Copy out the material below word for word, with every line in its original order.

··· Task input ···

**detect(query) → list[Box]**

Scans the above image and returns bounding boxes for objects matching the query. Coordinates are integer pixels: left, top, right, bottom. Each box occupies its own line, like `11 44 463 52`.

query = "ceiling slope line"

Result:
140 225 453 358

···

> Written solution:
**detect(query) → list[Box]**

Scans the above image and returns bounding boxes for objects matching the query. Coordinates are integer pixels: left, top, right, bottom. Each box occupies its own line, like `11 44 463 52`.

query = "ceiling slope line"

Result:
140 225 453 358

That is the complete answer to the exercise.